___ EXTRACTED MATERIAL
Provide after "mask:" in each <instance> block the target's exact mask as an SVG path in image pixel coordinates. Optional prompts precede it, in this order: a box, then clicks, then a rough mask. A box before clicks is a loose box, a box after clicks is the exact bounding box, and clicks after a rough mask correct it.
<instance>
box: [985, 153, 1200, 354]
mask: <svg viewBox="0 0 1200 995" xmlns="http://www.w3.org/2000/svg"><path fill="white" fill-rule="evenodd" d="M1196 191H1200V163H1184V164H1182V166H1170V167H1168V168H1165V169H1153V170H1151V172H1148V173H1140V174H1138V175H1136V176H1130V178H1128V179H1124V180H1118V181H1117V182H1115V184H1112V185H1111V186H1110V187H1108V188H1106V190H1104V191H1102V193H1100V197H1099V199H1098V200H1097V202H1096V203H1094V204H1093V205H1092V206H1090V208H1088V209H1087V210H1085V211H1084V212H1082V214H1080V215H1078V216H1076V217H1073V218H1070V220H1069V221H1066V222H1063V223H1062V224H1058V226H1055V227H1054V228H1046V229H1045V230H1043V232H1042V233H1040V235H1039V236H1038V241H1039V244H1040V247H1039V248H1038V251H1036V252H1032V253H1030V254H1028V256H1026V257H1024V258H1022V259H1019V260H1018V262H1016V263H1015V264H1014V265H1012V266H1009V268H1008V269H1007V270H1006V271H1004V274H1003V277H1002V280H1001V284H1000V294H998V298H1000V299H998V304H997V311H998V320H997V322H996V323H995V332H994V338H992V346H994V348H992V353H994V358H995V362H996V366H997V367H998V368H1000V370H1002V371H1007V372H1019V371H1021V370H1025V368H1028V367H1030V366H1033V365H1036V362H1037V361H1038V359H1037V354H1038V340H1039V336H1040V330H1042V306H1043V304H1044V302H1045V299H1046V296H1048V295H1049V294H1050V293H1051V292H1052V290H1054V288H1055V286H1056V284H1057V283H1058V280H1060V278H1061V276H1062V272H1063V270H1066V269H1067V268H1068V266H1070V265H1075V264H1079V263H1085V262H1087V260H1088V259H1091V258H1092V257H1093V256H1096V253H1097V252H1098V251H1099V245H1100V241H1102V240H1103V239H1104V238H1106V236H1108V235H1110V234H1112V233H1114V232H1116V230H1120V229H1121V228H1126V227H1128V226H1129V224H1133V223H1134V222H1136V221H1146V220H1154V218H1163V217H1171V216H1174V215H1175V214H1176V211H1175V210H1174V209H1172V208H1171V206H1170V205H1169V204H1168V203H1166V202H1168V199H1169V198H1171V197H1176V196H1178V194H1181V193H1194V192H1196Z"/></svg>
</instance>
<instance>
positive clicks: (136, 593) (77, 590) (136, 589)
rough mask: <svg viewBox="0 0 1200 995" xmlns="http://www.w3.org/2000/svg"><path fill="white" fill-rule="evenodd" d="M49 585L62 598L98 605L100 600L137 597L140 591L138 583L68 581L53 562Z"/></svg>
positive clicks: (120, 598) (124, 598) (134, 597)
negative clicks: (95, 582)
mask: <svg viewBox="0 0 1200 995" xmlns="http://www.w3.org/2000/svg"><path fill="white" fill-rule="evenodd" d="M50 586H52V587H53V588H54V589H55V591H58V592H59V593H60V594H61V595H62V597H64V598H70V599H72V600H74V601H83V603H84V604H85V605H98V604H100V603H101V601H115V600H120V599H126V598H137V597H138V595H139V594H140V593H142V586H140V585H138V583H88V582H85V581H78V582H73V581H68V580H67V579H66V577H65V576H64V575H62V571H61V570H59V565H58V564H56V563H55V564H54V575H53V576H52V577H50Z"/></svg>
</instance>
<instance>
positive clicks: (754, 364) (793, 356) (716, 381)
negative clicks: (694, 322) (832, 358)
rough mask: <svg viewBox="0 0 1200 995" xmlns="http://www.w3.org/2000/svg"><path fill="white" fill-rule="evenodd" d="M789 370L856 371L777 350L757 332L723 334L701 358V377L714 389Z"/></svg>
______
Copy the records verbatim, starting at the first line and ending at the line containing "box: [985, 153, 1200, 354]".

Provide after "mask:" in each <instance> block the target's exact mask as an SVG path in image pixel coordinates. Optional prompts precede it, in this order: a box, then clicks, then a rough mask. A box before clicks is a loose box, a box after clicks is the exact bounding box, and clicks after a rough mask correct it.
<instance>
box: [985, 153, 1200, 354]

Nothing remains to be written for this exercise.